Directions for this task: In the data below, which lines contain "door"? List them by copying each one.
(Data to examine begins)
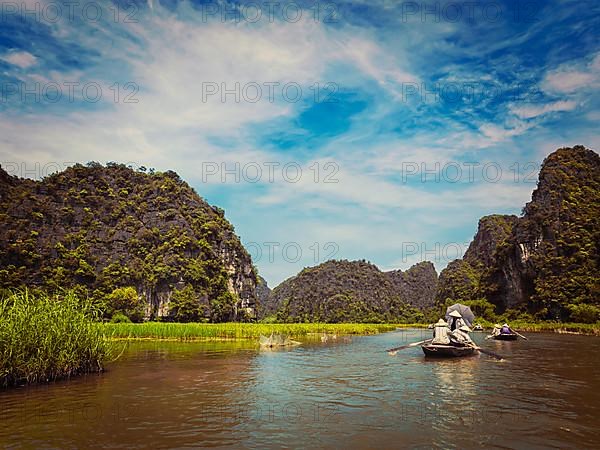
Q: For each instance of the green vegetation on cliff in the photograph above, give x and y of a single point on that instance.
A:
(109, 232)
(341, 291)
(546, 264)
(Data to examine ends)
(Data to examine begins)
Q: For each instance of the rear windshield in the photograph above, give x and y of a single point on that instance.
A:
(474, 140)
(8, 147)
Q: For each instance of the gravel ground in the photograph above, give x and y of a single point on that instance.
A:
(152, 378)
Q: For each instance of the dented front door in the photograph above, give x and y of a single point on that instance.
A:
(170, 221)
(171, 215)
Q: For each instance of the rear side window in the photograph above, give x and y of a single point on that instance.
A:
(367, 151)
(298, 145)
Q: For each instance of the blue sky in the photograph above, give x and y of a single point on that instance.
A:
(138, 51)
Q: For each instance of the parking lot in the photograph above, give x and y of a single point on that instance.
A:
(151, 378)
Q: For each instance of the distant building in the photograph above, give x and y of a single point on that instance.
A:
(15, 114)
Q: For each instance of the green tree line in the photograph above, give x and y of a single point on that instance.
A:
(Data to examine ends)
(Data to examine begins)
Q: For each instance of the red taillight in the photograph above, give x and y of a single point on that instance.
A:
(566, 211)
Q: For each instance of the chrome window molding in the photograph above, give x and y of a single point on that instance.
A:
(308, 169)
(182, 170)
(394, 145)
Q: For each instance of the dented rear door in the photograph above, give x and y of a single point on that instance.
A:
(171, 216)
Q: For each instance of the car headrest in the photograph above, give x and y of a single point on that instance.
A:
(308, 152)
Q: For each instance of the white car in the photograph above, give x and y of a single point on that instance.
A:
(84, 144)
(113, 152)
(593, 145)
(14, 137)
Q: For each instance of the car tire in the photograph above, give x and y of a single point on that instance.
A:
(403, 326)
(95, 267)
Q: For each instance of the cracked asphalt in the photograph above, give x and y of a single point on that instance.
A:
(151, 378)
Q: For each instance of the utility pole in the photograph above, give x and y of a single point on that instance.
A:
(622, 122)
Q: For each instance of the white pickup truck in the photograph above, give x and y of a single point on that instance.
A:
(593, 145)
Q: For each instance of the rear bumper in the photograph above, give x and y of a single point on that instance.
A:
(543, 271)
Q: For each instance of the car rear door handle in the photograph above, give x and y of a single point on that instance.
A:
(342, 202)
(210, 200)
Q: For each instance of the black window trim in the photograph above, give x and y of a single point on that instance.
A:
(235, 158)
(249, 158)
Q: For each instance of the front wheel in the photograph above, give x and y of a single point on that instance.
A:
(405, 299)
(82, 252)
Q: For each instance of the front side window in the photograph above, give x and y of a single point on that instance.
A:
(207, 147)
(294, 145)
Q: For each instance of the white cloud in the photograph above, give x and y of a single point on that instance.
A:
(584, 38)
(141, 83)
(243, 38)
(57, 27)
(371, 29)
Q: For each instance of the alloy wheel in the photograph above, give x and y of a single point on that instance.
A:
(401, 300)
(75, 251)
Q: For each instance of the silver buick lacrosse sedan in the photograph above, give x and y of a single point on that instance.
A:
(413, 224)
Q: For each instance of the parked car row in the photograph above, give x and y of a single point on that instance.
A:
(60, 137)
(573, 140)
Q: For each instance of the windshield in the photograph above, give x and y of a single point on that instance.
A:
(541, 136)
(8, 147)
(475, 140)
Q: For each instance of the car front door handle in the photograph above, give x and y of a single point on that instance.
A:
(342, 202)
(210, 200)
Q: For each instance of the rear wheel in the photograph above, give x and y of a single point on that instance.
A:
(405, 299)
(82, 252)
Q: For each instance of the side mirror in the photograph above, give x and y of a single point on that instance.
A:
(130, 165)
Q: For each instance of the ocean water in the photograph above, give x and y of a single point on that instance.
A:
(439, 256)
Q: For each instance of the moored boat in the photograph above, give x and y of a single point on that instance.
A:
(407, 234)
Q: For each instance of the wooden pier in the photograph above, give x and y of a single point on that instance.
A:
(Data to examine ends)
Task response:
Q: For each instance of the dented front door in the photograph above, give x and y of a single point on that instance.
Q: For each instance of the dented rear door in the photograph above, give x and y of a single point on that instance.
Q: For each instance of the car rear door handle in the photograph above, give x and y of a single point on that instance.
Q: For each instance of the car front door handle in the photograph above, give x and y of a single point on that instance.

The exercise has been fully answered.